◆ **ENUNCIADO**: Reproduce sin cambios el fragmento del hilo sobre el PLA que empieza con las palabras que contienen "En la wikipedia" y termina con "que la wikipedia.".

# High Polylactide (PLA)



## María Madrid

Field and topic:
Sé que es un tipo de material elaborado a partir de fibras de maíz, que se usa para relleno de colchones, por ejemplo. Necesito el nombre en español y no viene en mi diccionario técnico. 

En la wikipedia he encontrardo "*Polylactic acid or Polylactide* (PLA) is a biodegradable, thermoplastic, aliphatic polyester derived from lactic acid" Así que supongo que podría decir ácido poliláctico, pero agradecería confirmación de una fuente más fiable que la wikipedia.
---------------------

Contexto: Descripción de los materiales de un colchón.

"Filling: 85 mm high polylactide (PLA) wadding"
"Relleno, Guata de xxxxxxx (PLA) de 85 mm"

Muchas gracias por vuestras sugerencias!! Saludos,


----------



## natasha2000

ácido poliáctico, según esta página, esta también... También explica que es de maíz...

Poly lacticide podría ser almidón (como lo dice en la segunda página que te envío)??

Tambíen te envío lo que obtuve googleando la palabra poliáctico...

Ojo, es poliáctico no poliláctico....

PD: La sigla es igual que en español: PLA


----------



## María Madrid

Gracias Natasha!!! Estos términos son una pesadilla para mí. 

No soy de ciencias, y quizá esté diciendo una barbaridad, pero si se dice ácido láctico ¿por qué se dice poliáctico y no poliláctico? Además, ¿como traduzco high?... Mil gracias de nuevo!!! Saludos,


----------



## natasha2000

Mira, primero, sin querer, lo he buscado en google como poliáctico y no poliláctico como lo has escrito tú, por el simple hecho de que no lo leí bien, y lo hice muy de prisa... Pero ha salido bien....

Tampoco soy de ciencias, pero sé que a veces, es así. Igual que tú ahora, rompía la cabeza cuando me encontré con palabras como hipoplastia e hiperplastia. En inglés es hypoplasia &hyperplasia..... Pero en español, le metieron una T, y no tengo ni idea por qué....

Lo de high... No lo sé... Voy a investigar un poco y si encuentro algo, te lo digo.
Saludos,
N.


----------



## María Madrid

¿Alguien de ciencias que sepa de qué va esto, porfa? Gracias! Saludos,


----------



## natasha2000

María Madrid said:
			
		

> ¿Alguien de ciencias que sepa de qué va esto, porfa? Gracias! Saludos,


 
María, no será esto que el colchón tiene 85cm de altura? Quiero decir, que high va junto con 85cm y se refiere a wadding y no a polylactic acid?

5 inches long plastic accessory... (por ejemplo!)

o sea 

Filling: 85cm high polylactic acid wadding
Relleno: Guata de acido poliáctico, de 85cm de altura


----------



## rholt

Eso es. 

(Estos son characteres extras para que el robot no chilla. )


----------



## María Madrid

Natasha, puede ser que se refiera a los 85 mm de altura de esa capa. En cuanto veo nombres de componentes raritos me pongo de los nervios! Gracias por intentarlo!!

◆ **LÍNEAS DE DATOS**:
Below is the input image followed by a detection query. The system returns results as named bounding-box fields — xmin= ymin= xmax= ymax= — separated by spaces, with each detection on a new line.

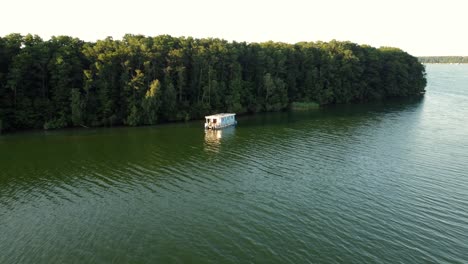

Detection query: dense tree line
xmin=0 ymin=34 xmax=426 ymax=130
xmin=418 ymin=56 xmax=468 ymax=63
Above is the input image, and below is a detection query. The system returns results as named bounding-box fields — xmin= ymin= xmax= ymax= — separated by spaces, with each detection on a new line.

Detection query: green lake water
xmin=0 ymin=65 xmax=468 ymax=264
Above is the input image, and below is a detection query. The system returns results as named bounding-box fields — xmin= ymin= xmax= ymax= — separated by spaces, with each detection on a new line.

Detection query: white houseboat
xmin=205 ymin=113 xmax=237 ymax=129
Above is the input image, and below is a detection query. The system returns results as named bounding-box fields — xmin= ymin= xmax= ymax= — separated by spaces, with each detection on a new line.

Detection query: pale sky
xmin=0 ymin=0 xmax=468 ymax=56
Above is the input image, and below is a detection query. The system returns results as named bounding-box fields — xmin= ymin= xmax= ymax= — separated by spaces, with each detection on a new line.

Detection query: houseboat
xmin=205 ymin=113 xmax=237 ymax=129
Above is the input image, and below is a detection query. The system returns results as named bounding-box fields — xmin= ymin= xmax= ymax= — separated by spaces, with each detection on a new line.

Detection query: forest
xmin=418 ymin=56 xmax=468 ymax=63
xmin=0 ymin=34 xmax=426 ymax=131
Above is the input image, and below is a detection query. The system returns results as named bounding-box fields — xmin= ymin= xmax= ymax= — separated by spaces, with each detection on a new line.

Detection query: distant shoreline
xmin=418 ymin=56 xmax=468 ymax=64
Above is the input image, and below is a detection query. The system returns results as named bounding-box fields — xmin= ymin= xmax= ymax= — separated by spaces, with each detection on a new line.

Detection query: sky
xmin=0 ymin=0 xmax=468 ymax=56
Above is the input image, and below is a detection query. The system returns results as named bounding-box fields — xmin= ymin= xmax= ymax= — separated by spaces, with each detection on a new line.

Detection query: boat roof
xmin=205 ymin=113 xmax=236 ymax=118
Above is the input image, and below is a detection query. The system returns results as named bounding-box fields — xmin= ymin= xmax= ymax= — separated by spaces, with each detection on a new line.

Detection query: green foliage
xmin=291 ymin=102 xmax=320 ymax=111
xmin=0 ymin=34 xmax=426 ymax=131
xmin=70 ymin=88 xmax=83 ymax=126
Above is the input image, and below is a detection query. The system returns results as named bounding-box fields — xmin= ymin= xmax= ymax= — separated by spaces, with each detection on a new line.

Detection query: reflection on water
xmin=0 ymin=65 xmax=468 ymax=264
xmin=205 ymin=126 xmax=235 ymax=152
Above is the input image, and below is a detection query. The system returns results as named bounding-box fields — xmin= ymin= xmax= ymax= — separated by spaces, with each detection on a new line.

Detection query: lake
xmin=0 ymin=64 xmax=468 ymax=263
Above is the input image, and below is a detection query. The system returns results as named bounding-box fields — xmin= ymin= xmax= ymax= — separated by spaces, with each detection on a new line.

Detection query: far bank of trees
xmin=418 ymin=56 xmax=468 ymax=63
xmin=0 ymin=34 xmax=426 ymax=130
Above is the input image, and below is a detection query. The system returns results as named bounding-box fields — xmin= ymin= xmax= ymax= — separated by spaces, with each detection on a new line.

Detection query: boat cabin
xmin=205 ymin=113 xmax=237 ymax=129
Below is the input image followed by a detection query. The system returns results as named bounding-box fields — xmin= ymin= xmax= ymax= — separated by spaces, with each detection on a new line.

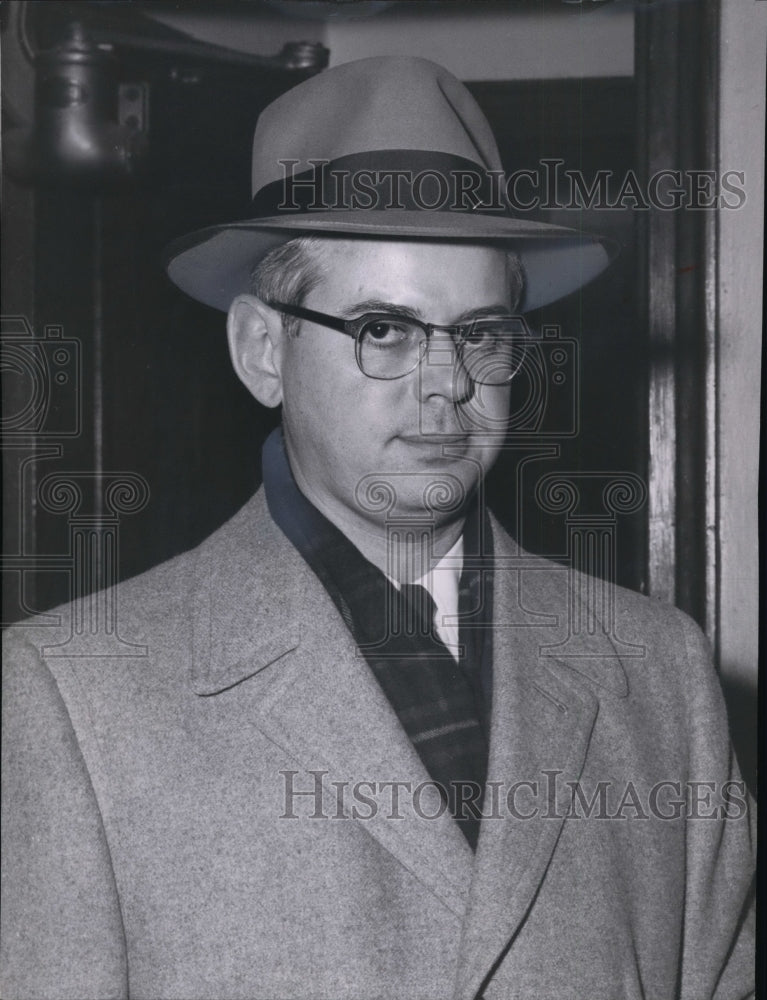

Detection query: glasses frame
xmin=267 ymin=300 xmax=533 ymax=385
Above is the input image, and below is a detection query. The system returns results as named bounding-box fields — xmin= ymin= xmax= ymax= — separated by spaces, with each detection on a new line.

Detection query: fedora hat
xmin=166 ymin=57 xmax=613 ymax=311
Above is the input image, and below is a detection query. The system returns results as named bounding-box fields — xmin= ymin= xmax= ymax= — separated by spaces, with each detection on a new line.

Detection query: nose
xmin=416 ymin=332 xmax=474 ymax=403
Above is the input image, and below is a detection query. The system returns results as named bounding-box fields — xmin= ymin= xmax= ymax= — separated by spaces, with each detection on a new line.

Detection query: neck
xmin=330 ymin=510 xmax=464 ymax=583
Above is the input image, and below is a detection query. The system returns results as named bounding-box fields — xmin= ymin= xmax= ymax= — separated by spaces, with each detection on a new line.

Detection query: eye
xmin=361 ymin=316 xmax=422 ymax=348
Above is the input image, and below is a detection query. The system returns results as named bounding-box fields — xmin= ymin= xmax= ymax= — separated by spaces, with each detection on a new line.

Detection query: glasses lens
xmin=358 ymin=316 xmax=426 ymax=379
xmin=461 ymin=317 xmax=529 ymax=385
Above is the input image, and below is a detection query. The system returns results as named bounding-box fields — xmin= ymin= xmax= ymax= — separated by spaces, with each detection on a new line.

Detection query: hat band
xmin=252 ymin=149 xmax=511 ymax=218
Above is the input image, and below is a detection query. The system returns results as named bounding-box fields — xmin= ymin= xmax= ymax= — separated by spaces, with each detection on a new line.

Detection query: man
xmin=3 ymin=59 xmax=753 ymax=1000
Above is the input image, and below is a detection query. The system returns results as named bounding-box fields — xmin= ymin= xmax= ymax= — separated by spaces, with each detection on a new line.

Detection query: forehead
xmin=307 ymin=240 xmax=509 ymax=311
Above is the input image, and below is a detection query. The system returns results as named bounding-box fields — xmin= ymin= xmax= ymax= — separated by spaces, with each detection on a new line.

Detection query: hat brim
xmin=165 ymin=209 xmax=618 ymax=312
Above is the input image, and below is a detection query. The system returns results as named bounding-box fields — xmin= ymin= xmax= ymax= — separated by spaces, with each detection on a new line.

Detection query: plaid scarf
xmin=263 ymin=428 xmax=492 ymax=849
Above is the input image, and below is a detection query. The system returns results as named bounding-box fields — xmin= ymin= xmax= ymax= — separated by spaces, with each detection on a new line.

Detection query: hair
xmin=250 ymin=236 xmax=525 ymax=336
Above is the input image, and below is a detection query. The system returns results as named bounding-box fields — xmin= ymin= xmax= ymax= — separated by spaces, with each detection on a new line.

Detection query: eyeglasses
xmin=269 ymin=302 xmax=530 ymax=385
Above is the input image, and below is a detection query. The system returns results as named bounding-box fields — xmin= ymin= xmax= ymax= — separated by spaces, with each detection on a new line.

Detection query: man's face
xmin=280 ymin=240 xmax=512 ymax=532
--
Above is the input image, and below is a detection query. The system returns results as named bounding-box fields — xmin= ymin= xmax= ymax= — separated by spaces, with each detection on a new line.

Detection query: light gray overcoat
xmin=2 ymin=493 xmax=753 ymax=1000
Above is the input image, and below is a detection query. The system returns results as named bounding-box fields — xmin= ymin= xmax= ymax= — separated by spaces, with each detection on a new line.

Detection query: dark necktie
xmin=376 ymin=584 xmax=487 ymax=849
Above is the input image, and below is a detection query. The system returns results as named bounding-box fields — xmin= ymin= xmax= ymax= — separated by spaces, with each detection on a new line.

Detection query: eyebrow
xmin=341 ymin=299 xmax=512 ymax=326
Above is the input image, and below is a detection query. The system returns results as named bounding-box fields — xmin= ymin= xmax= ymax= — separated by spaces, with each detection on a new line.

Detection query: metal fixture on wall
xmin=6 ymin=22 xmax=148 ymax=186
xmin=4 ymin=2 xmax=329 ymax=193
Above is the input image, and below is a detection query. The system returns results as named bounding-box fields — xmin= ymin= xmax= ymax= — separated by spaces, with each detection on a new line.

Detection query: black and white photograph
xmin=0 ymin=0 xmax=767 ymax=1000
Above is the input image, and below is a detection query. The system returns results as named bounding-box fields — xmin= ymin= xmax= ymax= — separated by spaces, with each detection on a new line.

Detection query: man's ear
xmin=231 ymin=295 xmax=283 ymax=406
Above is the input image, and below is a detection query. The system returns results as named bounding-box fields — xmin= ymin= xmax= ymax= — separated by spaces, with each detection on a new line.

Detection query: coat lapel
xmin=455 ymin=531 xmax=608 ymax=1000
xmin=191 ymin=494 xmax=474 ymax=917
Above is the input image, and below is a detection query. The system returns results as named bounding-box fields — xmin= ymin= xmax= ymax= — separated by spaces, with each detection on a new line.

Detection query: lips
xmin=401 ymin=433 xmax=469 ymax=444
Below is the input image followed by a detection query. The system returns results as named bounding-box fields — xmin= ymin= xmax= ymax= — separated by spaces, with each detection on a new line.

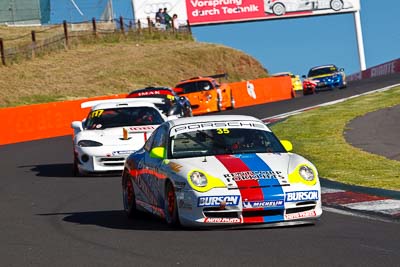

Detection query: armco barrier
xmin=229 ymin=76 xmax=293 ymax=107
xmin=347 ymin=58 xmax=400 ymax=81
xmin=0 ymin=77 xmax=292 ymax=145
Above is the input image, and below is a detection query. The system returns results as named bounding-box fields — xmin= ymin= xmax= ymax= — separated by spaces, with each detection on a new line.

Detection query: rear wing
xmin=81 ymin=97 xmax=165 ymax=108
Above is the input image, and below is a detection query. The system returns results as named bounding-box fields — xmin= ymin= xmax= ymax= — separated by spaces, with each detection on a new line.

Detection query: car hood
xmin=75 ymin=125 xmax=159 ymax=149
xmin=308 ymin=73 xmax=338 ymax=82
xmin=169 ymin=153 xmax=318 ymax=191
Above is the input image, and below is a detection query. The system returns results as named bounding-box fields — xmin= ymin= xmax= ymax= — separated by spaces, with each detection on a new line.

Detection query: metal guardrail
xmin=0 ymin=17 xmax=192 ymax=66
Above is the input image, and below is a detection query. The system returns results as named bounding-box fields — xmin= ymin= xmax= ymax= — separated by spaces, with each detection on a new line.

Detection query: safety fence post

◆ **RESPUESTA DEL EJERCICIO**:
En la wikipedia he encontrardo "*Polylactic acid or Polylactide* (PLA) is a biodegradable, thermoplastic, aliphatic polyester derived from lactic acid" Así que supongo que podría decir ácido poliláctico, pero agradecería confirmación de una fuente más fiable que la wikipedia.